§ Verilen metin:
--------------------------------------------------
09 Nisan 2019

Sabah uyanmak bir mucizedir

İnsanın en az farkında olduğu ihtiyaçlarından biri tek başınalıktır

İnsan en çok tek başına olduğu zaman hürdür.

Öyle diyorlar.    

Yeni uyandım. Yalnızım. Zamanımın efendisiyim. İstediğim kadar yatakta kalıp uyanmanın esrarını düşünebilirim.

Yorganın altında gece boyu biriken ısıda sıcağım. Kollarımı dışarı çıkarıyorum, soğuk. Oda ısıtılmamış, başka bir iklimin hükmü altında. Ama kalorifersiz Akdeniz evlerine alışkınım. Isı farkı beni rahatsız etmez. Hoşuma gider, hatta.

Gözlüklerimi takıyorum. Başımın altındaki yastığın üzerine bir yastık daha koyuyorum.

Her sabah uyanmak bir mucizedir, düşünecek olursanız. 

Uyanıyorum ve dünyamı bıraktığım gibi buluyorum. Hayat, sadık bir köpek gibi, yerdeki yıldızlı halının üzerine uzanıp uyanmamı beklemiş sanki, kaldığımız yerden birlikte devam etmemiz için.

Ben uyanmazsam dünya devam edecek mi, etmeyecek mi?

Benim uyanmadığım dünya var mı, yok mu?

Yataktan istediğim zaman çıkabilirim. Duş alıp kahvaltı yapabilirim. Kahvaltı yapıp duş alabilirim. Duş ve kahvaltından önce kitap okuyabilirim. Hiçbirini yapmayıp, tembel tembel Sally’nin duvardaki tablosunu seyredip düşünmeye devam edebilirim.

Onu görmeyeli kaç yıl oldu? Evini satıp adayı terk etmeden satmıştı bana bu resmini.

 

Birlikte yatağa girebileceğiniz en iyi ikinci şey, iyi bir kitaptır.

Kararımı verdim. Kitap okuyacağım. 

Penelope Fitzgerald’ın (1916-2000) The Beginning of Spring adlı kitabını okuyorum. Bitmesine az kaldı. Sakin, sarışın, kavrayışsız, çekici, yumuşak başlı, İngilizce bilmeyen Rus mürebbiye Lisa, ona karşı istekle içi titreyen Frank’ı Moskova’da bırakıp çocuklarıyla, verandasından birkaç metre ötede ormanın başladığı kır evine gidiyor. Huş ağaçları ve mantarlar. Kestane ve titrek kavak. Büyük ve küçük kuşlar. Geceleyin ağaçların arasından uzanan eller.

Bitirinceye kadar yataktan çıkmayacağım. Bu kitap bana o kadar çok zevk veriyor ki hiç sona ermesin istiyorum.
--------------------------------------------------
§ Sağlanan malzeme:
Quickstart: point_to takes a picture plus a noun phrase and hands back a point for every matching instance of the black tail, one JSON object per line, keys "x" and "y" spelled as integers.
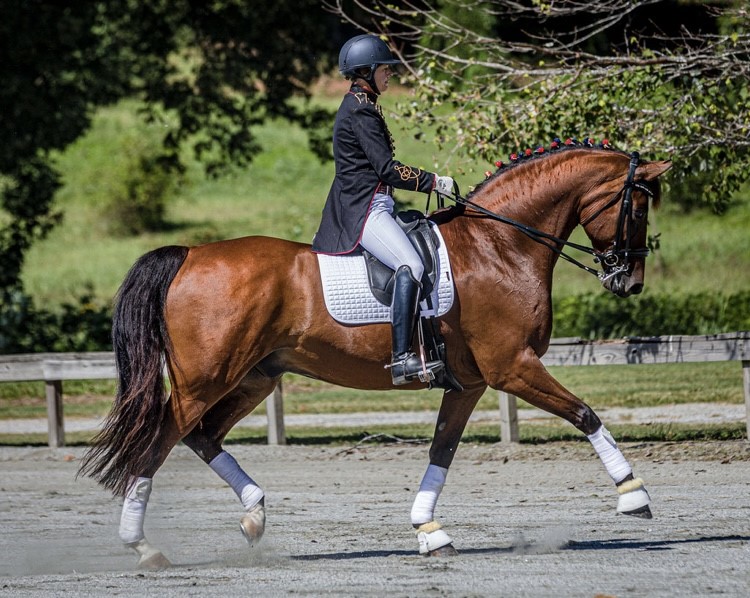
{"x": 128, "y": 443}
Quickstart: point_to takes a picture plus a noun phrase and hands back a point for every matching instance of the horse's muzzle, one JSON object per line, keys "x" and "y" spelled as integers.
{"x": 624, "y": 285}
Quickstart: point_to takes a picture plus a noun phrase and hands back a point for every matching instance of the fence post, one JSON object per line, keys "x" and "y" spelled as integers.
{"x": 746, "y": 385}
{"x": 55, "y": 427}
{"x": 508, "y": 417}
{"x": 275, "y": 413}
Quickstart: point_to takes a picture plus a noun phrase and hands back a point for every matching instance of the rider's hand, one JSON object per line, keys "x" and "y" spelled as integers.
{"x": 444, "y": 185}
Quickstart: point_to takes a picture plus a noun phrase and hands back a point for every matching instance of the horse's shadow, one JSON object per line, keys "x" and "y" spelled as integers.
{"x": 532, "y": 548}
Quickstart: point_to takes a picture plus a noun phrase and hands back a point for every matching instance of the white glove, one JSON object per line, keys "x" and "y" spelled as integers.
{"x": 444, "y": 185}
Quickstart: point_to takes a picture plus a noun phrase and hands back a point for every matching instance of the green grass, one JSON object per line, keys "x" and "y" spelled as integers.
{"x": 422, "y": 434}
{"x": 281, "y": 194}
{"x": 600, "y": 387}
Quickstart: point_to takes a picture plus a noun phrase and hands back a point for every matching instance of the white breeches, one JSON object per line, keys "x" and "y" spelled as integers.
{"x": 385, "y": 239}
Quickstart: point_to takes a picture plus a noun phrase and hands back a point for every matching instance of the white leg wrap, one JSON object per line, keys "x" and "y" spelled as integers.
{"x": 633, "y": 496}
{"x": 134, "y": 510}
{"x": 423, "y": 509}
{"x": 606, "y": 447}
{"x": 227, "y": 468}
{"x": 431, "y": 537}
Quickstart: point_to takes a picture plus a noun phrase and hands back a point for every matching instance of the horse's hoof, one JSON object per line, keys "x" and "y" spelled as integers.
{"x": 154, "y": 562}
{"x": 443, "y": 551}
{"x": 643, "y": 512}
{"x": 253, "y": 524}
{"x": 432, "y": 540}
{"x": 634, "y": 500}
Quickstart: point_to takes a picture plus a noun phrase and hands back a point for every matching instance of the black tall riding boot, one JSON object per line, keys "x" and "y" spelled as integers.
{"x": 405, "y": 365}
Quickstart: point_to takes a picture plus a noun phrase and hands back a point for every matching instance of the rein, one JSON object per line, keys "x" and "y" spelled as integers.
{"x": 614, "y": 260}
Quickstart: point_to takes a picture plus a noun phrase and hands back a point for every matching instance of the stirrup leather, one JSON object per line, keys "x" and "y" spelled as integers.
{"x": 408, "y": 367}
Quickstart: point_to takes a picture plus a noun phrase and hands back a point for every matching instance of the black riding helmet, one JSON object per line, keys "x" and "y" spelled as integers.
{"x": 364, "y": 52}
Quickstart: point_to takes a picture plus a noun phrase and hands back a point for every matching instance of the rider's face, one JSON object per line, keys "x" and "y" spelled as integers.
{"x": 382, "y": 74}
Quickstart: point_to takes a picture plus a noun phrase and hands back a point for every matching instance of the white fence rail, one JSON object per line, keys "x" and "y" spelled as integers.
{"x": 54, "y": 368}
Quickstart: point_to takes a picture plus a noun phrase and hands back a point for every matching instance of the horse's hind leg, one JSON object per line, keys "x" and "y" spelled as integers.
{"x": 454, "y": 412}
{"x": 206, "y": 441}
{"x": 534, "y": 384}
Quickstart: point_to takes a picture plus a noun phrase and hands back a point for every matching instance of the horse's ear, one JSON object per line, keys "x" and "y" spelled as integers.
{"x": 651, "y": 170}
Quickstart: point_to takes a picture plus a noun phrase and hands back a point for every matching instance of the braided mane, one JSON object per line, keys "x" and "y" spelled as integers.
{"x": 556, "y": 146}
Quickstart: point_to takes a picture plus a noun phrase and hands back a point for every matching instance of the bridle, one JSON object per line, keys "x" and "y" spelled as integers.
{"x": 614, "y": 260}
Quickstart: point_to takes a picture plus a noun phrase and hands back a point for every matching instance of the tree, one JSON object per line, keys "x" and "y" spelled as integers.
{"x": 658, "y": 76}
{"x": 210, "y": 69}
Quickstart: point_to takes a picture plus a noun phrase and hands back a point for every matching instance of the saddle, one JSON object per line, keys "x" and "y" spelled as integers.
{"x": 382, "y": 279}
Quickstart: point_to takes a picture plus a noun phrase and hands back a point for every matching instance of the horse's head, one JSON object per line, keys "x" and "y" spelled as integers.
{"x": 615, "y": 218}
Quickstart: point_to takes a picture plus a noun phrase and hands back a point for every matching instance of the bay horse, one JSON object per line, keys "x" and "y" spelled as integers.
{"x": 229, "y": 318}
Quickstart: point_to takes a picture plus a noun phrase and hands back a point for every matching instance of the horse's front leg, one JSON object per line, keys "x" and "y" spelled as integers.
{"x": 531, "y": 382}
{"x": 454, "y": 413}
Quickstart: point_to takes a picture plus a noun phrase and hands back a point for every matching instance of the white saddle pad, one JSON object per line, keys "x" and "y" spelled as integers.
{"x": 348, "y": 296}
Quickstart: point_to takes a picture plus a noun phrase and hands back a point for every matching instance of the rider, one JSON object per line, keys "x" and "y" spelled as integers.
{"x": 359, "y": 208}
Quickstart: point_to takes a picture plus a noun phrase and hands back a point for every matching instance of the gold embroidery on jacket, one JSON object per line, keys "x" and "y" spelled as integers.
{"x": 407, "y": 173}
{"x": 363, "y": 98}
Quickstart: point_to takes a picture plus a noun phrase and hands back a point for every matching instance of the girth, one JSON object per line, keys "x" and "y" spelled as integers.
{"x": 417, "y": 229}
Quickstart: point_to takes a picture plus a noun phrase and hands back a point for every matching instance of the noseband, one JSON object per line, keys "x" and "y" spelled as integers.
{"x": 614, "y": 260}
{"x": 617, "y": 259}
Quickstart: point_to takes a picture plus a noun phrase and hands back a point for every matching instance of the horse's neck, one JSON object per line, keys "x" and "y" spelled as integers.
{"x": 543, "y": 200}
{"x": 544, "y": 196}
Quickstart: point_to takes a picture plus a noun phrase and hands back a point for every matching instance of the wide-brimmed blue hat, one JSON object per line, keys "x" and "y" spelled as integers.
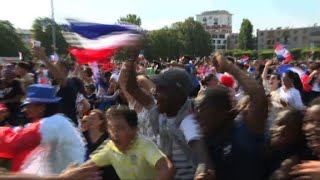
{"x": 39, "y": 93}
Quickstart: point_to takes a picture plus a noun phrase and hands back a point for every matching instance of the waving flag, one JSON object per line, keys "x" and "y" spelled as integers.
{"x": 91, "y": 42}
{"x": 244, "y": 59}
{"x": 287, "y": 67}
{"x": 283, "y": 53}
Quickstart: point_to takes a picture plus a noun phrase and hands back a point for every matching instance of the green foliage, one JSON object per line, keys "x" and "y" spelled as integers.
{"x": 10, "y": 42}
{"x": 188, "y": 37}
{"x": 306, "y": 53}
{"x": 245, "y": 35}
{"x": 266, "y": 54}
{"x": 131, "y": 19}
{"x": 42, "y": 31}
{"x": 163, "y": 43}
{"x": 238, "y": 53}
--------------------------------------------------
§ Yapılacak görevler:
1/ Metinde "Penelope Fitzgerald’ın" sözleriyle başlayan paragrafı, ana bilgilerini koruyarak kısa bir madde listesi hâlinde yeniden yazın.
2/ Metinde "İnsanın en az" sözlerinden aşağıya, "mucizedir, düşünecek olursanız." sözlerine kadar uzanan her şeyi hiçbir değişiklik yapmadan verin.

§ Sıralı çözümler:
1/
- Okunan kitap Penelope Fitzgerald’ın (1916-2000) The Beginning of Spring adlı eseridir ve bitmesine az kalmıştır.
- Sakin, sarışın, çekici, yumuşak başlı ve İngilizce bilmeyen Rus mürebbiye Lisa, ona istek duyan Frank’ı Moskova’da bırakır.
- Lisa, çocuklarla birlikte, verandasından birkaç metre ötede ormanın başladığı kır evine gider.
- Çevrede huş, kestane ve titrek kavak ağaçları, mantarlar ve büyük küçük kuşlar vardır; geceleyin ağaçların arasından eller uzanır.

2/
İnsanın en az farkında olduğu ihtiyaçlarından biri tek başınalıktır

İnsan en çok tek başına olduğu zaman hürdür.

Öyle diyorlar.    

Yeni uyandım. Yalnızım. Zamanımın efendisiyim. İstediğim kadar yatakta kalıp uyanmanın esrarını düşünebilirim.

Yorganın altında gece boyu biriken ısıda sıcağım. Kollarımı dışarı çıkarıyorum, soğuk. Oda ısıtılmamış, başka bir iklimin hükmü altında. Ama kalorifersiz Akdeniz evlerine alışkınım. Isı farkı beni rahatsız etmez. Hoşuma gider, hatta.

Gözlüklerimi takıyorum. Başımın altındaki yastığın üzerine bir yastık daha koyuyorum.

Her sabah uyanmak bir mucizedir, düşünecek olursanız.